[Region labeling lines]
>> start

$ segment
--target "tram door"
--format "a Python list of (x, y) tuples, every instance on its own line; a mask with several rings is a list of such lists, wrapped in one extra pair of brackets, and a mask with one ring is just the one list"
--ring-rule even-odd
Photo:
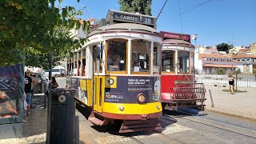
[(103, 78), (102, 75), (98, 75), (101, 72), (101, 46), (97, 45), (94, 46), (94, 110), (98, 112), (102, 112), (102, 88), (103, 88)]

>> end

● **PROBLEM TO SOLVE**
Rewrite the lines above with "tram door" swapped for "bus door" and everything else left as it is. Omit the pictures from your answer.

● **THE SOLUTION**
$ segment
--target "bus door"
--format "a Python list of (x, y) tuples, every instance on its own line; a mask with several rings is a list of such lists, wrapped in one extra pair of brackets, and a mask with one ring is just the one list"
--ring-rule even-odd
Photo:
[(103, 78), (102, 75), (98, 75), (101, 72), (101, 46), (97, 45), (94, 46), (94, 110), (98, 112), (102, 112), (102, 88), (103, 88)]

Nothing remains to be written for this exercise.